## Start Items

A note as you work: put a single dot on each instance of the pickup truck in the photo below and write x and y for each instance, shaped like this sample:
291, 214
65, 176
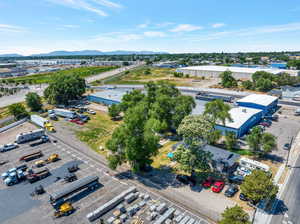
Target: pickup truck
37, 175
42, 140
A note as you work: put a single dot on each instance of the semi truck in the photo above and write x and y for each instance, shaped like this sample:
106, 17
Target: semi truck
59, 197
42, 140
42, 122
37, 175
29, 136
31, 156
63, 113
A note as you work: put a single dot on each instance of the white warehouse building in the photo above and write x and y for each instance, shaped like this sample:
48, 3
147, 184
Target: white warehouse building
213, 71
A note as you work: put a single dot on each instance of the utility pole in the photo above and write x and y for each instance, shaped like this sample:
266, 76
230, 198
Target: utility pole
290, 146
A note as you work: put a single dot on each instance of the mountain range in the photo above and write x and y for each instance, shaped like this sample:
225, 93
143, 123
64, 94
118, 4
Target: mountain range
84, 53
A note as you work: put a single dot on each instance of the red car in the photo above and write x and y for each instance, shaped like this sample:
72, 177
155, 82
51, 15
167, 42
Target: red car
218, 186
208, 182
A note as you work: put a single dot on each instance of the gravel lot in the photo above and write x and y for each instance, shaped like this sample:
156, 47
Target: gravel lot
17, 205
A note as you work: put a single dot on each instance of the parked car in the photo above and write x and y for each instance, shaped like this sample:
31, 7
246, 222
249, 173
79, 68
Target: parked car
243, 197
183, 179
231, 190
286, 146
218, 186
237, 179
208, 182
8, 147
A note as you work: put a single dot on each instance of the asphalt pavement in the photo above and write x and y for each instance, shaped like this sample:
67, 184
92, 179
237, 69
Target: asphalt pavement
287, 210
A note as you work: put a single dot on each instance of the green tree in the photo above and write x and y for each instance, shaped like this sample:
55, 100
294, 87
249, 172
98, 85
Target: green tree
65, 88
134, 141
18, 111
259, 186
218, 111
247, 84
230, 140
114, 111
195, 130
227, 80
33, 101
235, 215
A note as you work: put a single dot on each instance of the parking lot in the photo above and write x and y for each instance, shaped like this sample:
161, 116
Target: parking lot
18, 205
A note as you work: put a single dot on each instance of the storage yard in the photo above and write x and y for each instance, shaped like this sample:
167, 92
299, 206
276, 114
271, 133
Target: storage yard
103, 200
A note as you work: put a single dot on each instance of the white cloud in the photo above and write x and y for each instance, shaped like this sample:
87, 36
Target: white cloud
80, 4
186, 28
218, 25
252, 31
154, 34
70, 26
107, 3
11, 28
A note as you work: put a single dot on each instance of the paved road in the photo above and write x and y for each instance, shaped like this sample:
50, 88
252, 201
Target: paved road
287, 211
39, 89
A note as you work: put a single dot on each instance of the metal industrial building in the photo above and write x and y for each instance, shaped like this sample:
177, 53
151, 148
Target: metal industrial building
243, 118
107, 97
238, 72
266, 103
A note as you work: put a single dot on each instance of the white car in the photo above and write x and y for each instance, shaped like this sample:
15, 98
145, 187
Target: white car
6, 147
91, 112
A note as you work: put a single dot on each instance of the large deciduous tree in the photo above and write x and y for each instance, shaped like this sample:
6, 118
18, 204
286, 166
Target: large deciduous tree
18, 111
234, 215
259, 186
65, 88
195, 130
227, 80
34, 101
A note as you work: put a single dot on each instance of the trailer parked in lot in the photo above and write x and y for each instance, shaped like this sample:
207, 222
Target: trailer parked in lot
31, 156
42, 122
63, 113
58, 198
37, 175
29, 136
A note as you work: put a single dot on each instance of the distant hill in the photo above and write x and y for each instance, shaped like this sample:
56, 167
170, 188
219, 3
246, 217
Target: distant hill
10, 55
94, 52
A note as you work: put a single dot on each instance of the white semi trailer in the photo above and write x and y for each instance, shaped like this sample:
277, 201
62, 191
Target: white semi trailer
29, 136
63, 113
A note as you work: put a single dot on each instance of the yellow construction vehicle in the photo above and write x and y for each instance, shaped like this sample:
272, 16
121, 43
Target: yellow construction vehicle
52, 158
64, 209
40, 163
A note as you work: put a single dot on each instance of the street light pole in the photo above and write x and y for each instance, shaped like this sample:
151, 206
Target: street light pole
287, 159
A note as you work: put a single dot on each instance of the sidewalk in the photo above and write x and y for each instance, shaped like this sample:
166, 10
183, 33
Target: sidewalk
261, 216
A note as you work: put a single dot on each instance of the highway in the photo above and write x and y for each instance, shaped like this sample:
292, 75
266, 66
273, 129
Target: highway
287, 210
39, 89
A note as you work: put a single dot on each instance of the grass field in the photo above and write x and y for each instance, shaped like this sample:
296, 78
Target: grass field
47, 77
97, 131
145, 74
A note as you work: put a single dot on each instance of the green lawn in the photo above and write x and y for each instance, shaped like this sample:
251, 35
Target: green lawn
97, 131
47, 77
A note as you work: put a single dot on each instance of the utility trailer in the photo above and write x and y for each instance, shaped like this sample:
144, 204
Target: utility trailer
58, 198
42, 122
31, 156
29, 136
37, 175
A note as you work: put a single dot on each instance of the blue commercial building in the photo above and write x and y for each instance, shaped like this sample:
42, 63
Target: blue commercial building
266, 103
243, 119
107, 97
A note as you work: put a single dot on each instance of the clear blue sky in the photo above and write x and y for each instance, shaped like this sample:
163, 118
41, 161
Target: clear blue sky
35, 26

## End Items

• Objective: Rewrite the lines from the one containing "of the clear" through the end of the records, requests included. Rescale every point coordinate in the answers by multiplying it by 1.4 and rounding to a whole number, with halves rounded up, and leave the numbers in the requests and their format samples unchanged.

• Full response:
A note as you work: put a single dot on each instance of the clear blue sky in the photo above and write x and y for each instance, shaped like this sample:
163, 118
41, 161
Target: clear blue sky
49, 36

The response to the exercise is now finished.